RECORDS TO PROCESS →
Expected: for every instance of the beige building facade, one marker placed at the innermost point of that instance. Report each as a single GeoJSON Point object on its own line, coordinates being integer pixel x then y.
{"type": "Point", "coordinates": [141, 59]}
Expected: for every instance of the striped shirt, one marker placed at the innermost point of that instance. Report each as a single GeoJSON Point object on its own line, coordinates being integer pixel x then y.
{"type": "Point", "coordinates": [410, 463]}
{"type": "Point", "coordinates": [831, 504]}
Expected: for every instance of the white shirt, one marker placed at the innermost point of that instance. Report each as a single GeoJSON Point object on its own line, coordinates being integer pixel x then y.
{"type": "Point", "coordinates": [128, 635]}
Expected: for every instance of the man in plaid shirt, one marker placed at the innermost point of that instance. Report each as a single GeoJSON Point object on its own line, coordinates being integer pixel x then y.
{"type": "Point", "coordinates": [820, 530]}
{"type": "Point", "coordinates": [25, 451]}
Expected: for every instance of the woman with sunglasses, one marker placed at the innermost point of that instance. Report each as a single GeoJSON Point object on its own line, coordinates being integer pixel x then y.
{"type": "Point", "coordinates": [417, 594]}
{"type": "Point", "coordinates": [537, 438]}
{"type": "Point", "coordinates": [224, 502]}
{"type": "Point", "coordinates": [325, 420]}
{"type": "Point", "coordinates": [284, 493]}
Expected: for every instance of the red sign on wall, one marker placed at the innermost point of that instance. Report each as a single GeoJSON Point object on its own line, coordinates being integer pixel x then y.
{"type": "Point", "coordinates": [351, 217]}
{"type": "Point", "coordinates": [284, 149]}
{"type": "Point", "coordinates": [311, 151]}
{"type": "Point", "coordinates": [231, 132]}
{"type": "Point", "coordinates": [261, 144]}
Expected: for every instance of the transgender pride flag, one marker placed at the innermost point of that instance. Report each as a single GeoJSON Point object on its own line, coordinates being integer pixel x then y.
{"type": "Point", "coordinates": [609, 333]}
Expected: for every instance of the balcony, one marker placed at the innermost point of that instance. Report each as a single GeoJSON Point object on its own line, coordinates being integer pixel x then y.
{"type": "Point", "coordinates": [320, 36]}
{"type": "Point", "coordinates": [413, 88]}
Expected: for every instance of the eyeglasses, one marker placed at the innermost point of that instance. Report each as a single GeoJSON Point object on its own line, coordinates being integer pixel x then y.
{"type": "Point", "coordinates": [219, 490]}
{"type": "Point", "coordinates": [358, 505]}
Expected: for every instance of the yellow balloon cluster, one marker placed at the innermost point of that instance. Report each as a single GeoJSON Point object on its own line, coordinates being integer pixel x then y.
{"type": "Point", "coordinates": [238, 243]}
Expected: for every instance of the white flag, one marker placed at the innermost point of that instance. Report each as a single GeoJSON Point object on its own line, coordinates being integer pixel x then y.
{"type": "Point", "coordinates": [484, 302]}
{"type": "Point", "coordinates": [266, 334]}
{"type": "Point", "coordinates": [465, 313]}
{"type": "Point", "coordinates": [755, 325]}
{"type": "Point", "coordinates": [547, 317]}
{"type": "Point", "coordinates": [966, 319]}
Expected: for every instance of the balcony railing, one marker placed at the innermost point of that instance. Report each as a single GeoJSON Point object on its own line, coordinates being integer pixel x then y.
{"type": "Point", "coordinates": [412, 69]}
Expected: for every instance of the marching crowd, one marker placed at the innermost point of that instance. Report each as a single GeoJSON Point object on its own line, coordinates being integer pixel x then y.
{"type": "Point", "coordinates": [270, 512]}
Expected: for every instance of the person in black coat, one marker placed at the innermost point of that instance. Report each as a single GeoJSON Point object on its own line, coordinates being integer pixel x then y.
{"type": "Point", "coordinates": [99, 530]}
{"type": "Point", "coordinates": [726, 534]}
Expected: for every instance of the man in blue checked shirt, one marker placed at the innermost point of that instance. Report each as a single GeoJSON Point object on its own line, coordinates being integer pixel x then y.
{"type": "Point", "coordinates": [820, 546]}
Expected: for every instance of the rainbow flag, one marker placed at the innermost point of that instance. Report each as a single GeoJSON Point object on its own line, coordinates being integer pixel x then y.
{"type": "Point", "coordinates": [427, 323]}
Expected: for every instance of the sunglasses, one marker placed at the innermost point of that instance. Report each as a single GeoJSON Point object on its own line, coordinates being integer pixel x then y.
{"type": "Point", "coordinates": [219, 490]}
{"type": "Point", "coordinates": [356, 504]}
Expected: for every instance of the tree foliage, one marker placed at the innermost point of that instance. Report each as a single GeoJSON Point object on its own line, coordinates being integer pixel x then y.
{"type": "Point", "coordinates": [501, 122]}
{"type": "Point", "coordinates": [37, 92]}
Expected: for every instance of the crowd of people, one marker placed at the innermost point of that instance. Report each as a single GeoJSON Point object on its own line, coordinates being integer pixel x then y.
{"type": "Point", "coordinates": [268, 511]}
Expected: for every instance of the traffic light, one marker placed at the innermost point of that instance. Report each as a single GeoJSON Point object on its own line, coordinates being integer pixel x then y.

DESCRIPTION OF THE TASK →
An exact transcription of the entries is needed, complete to the final line.

SOLUTION TO THE PROBLEM →
Expected: for every instance of the beige building facade, one marker placed at the innermost point of that instance. Report each as a single GeoJSON Point object on its own line, coordinates being integer pixel x then y.
{"type": "Point", "coordinates": [141, 59]}
Expected: for every instance of the striped shirt, one marker placed at the innermost point of that instance. Report each as a single GeoJSON Point object on its own line, coordinates being integer pixel x then y.
{"type": "Point", "coordinates": [410, 463]}
{"type": "Point", "coordinates": [831, 504]}
Expected: for every instance of the white shirt, one marker placed at the innermost point of that instance. Report each as a single GeoJSON Point object on its own line, coordinates being integer pixel x then y.
{"type": "Point", "coordinates": [128, 635]}
Expected: for every instance of the man in plaid shirt, one marker placed at the innermost point of that instance. Report each as a single GeoJSON Point object on its own line, coordinates being integer pixel x then y.
{"type": "Point", "coordinates": [820, 530]}
{"type": "Point", "coordinates": [25, 451]}
Expected: for every instance of the woman with sunglasses, one marker placed at the innermost point of that instance. Report each as a single GeoJSON Point object on its own line, coordinates being integer pixel x then y.
{"type": "Point", "coordinates": [417, 594]}
{"type": "Point", "coordinates": [537, 438]}
{"type": "Point", "coordinates": [224, 502]}
{"type": "Point", "coordinates": [325, 420]}
{"type": "Point", "coordinates": [284, 493]}
Expected: for every instance of the red sign on wall, one marker placed at the innermost point of that instance. Report each as a single GeoJSON Point object on its own line, coordinates being integer pixel x then y.
{"type": "Point", "coordinates": [351, 217]}
{"type": "Point", "coordinates": [284, 149]}
{"type": "Point", "coordinates": [311, 151]}
{"type": "Point", "coordinates": [231, 132]}
{"type": "Point", "coordinates": [261, 144]}
Expected: for every instance of the transgender pride flag, one marker placed at the innermost point of that instance. Report each as a single GeoJSON Point object on its own line, coordinates being integer pixel x then y.
{"type": "Point", "coordinates": [609, 333]}
Expected: for every instance of the balcony, one marker placed at the innermost point of that instance. Report each as a single GeoJSON Point object on its own line, coordinates being integer pixel x then y.
{"type": "Point", "coordinates": [320, 36]}
{"type": "Point", "coordinates": [413, 88]}
Expected: for every instance of the eyeglasses, one marker placed at the innermost point of that instance. Report each as a single GeoJSON Point object on its own line, coordinates being integer pixel x then y.
{"type": "Point", "coordinates": [219, 490]}
{"type": "Point", "coordinates": [358, 505]}
Expected: for every instance of the yellow balloon cluster, one marker placed at the innermost point of that instance. Report each as a single GeoJSON Point object on its own line, coordinates being integer pixel x then y.
{"type": "Point", "coordinates": [238, 243]}
Expected: for every instance of the white flag, one marker placed at the innermost point of that instance. Report each as a single GeoJSON Point object on its own line, coordinates being integer pixel x then y.
{"type": "Point", "coordinates": [484, 302]}
{"type": "Point", "coordinates": [266, 334]}
{"type": "Point", "coordinates": [465, 313]}
{"type": "Point", "coordinates": [755, 325]}
{"type": "Point", "coordinates": [547, 317]}
{"type": "Point", "coordinates": [966, 319]}
Expected: for every instance of the balcony railing, one marker placed at the innermost point of that instance. Report each as a single GeoJSON Point object on its own line, coordinates being integer pixel x then y.
{"type": "Point", "coordinates": [412, 69]}
Expected: for every instance of the marching crowd, one marker placed at the innermost point of that instance. Report each as a single GeoJSON Point object on its own line, coordinates being integer pixel x then y.
{"type": "Point", "coordinates": [270, 512]}
Expected: for every instance of the person in black coat, one marker placed at the innermost point of that instance. Report each as a single GeoJSON Point object on its own line, coordinates being integer pixel x then y.
{"type": "Point", "coordinates": [99, 530]}
{"type": "Point", "coordinates": [726, 534]}
Expected: for every instance of the man in blue checked shirt, one marker placed at the innermost point of that instance. Report each as a single GeoJSON Point object on its own line, coordinates being integer pixel x then y.
{"type": "Point", "coordinates": [820, 546]}
Expected: for every instance of the rainbow flag, one marker placed at the innermost point of that instance. Report each as a single GeoJSON Point object on its own line, coordinates being integer pixel x then y.
{"type": "Point", "coordinates": [427, 323]}
Expected: for every instance of the sunglasses, one marker placed at the innermost point of that instance. Report each as a single GeoJSON Point object on its own line, coordinates being integer pixel x then y.
{"type": "Point", "coordinates": [219, 490]}
{"type": "Point", "coordinates": [356, 504]}
Expected: for every instance of the tree foliage, one marker placed at the innermost point of that instance. Report each as a single GeoJSON Point object on its own line, coordinates being integer pixel x then y.
{"type": "Point", "coordinates": [501, 122]}
{"type": "Point", "coordinates": [37, 92]}
Expected: for every instance of the crowd of people, one marker placed at the innermost point of that instance. Report each as a single GeoJSON Point object on its own line, coordinates being integer pixel x then y.
{"type": "Point", "coordinates": [268, 511]}
Expected: for every instance of the traffic light, one marker placed at the innermost point of that instance. Report each as a single GeoJSON Point object on its own line, coordinates being integer pixel x then y.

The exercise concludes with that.